• Extract to read:
— START —
Hint: The compiler defines a preprocessor variable _OPENMP

Solution


#include <stdio.h>
#include <stdlib.h>
#include <omp.h>

int main(int argc, char **argv) {
   int id = 0;
   #pragma omp parallel
   {
#ifdef _OPENMP
   id = omp_get_thread_num();
#else
   id = 0;
#endif
   printf("Hello World from thread %d\n", id);
   }
}

Execution model

It’s a good idea to have a mental model of what happens when OpenMP does something in parallel. When the program begins there is only one thread active, called the master thread. When the code reaches a point where parallel operations are required, the master thread creates (or activates) additional threads. We call this “forking”. The master and the created threads work concurrently for a while. Then at the end of the parallel code the created threads die or are suspended, and the flow of control returns to the master thread. We call this “joining”.

OpenMP-execution-model

OpenMP also divides the memory into two types: Global (or shared) memory, and thread-local memory. Every thread can read and write the global memory, but each thread also gets a little slice of memory that can only be read or written by that thread.

Key Points

  • Pragmas are directives to the compiler to parallelize something

  • Thread number is typically controlled with an environment variable, OMP_NUM_THREADS

  • Order of execution of parallel elements is not guaranteed.

  • If the compiler doesn’t recognize OpenMP pragmas, it will compile a single-threaded program. But you may need to escape OpenMP function calls.


Linear algebra

Overview

Teaching: 20 min
Exercises: 30 min
Questions
  • How do I parallelize a loop?

Objectives
  • Use the PARALLEL FOR pragma (or PARALLEL DO)

  • Use the PRIVATE clause

  • Be able to identify data dependencies

One of the classic applications of programming is linear algebra, in all of its beauty and complexity. We will use a few simple problems to see how to execute loops in parallel using OpenMP.
— END —
• Dataset extract:
— START —
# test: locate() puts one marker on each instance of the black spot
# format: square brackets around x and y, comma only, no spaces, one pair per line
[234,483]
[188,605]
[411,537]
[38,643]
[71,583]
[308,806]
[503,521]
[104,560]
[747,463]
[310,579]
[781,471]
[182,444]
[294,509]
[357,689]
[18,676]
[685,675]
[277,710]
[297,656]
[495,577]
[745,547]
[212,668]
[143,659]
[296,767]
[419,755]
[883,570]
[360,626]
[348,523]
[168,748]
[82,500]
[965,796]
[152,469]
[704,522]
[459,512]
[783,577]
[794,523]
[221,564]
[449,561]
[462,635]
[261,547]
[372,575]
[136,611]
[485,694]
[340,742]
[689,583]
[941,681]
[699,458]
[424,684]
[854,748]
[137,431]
— END —
• The tasks:
(1) Put every line of the listing that follows the OpenMP text into a numbered list, omitting any blank lines.
(2) Continue the OpenMP lesson from its final sentence onward.

• Expected answers:
(1)
1. # test: locate() puts one marker on each instance of the black spot
2. # format: square brackets around x and y, comma only, no spaces, one pair per line
3. [234,483]
4. [188,605]
5. [411,537]
6. [38,643]
7. [71,583]
8. [308,806]
9. [503,521]
10. [104,560]
11. [747,463]
12. [310,579]
13. [781,471]
14. [182,444]
15. [294,509]
16. [357,689]
17. [18,676]
18. [685,675]
19. [277,710]
20. [297,656]
21. [495,577]
22. [745,547]
23. [212,668]
24. [143,659]
25. [296,767]
26. [419,755]
27. [883,570]
28. [360,626]
29. [348,523]
30. [168,748]
31. [82,500]
32. [965,796]
33. [152,469]
34. [704,522]
35. [459,512]
36. [783,577]
37. [794,523]
38. [221,564]
39. [449,561]
40. [462,635]
41. [261,547]
42. [372,575]
43. [136,611]
44. [485,694]
45. [340,742]
46. [689,583]
47. [941,681]
48. [699,458]
49. [424,684]
50. [854,748]
51. [137,431]

(2)
Multiply an array by a constant

The simplest problem is applying some function to an array of numbers. An example is multiplying each value by some constant number. In serial you would use a for loop (in C; a DO loop in Fortran) to do this multiplication for each element, like this:

#include <stdio.h>
#include <stdlib.h>
#include <time.h>

int main(int argc, char **argv) {
   struct timespec ts_start, ts_end;
   int size = 1000000;
   int multiplier = 2;
   int a[size];
   int c[size];
   int i;
   float time_total;
   clock_gettime(CLOCK_MONOTONIC, &ts_start);
   for (i = 0; i<size; i++) {
      c[i] = multiplier * a[i];
   }
   clock_gettime(CLOCK_MONOTONIC, &ts_end);
   time_total = (ts_end.tv_sec - ts_start.tv_sec)*1000000000 + (ts_end.tv_nsec - ts_start.tv_nsec);
   printf("Total time is %f ms\n", time_total/1000000);
}

We added some calls to ‘clock_gettime()’ from the ‘time.h’ header file to get the start and end times of the heavy work being done by the for loop. In this case, we get a count of how many seconds and how many nanoseconds elapsed, given in two parts of the time structure. We did some math to get the elapsed time in milliseconds.

Time and Size

What happens to the run time of your program through multiple runs? What happens if you change the size and recompile and rerun?

How complicated is it to turn this program into a parallel program? Not complicated at all: We add two lines, #include <omp.h> near the top, and #pragma omp parallel for just before the for (...) statement:

#include <stdio.h>
#include <stdlib.h>
#include <time.h>
#include <omp.h>

int main(int argc, char **argv) {
   struct timespec ts_start, ts_end;
   int size = 1000000;
   int multiplier = 2;
   int a[size];
   int c[size];
   int i;
   float time_total;
   clock_gettime(CLOCK_MONOTONIC, &ts_start);
   #pragma omp parallel for
   for (i = 0; i<size; i++) {
      c[i] = multiplier * a[i];
   }
   clock_gettime(CLOCK_MONOTONIC, &ts_end);
   time_total = (ts_end.tv_sec - ts_start.tv_sec)*1000000000 + (ts_end.tv_nsec - ts_start.tv_nsec);
   printf("Time in loop is %f ms.  %d iterations.\n", time_total/1000000, size);
}

Compiling and running

Don’t forget to include the -fopenmp flag when compiling, and remember to set OMP_NUM_THREADS when running.

Using more threads

How many threads did you use? What happens to the runtime when you change the number of threads?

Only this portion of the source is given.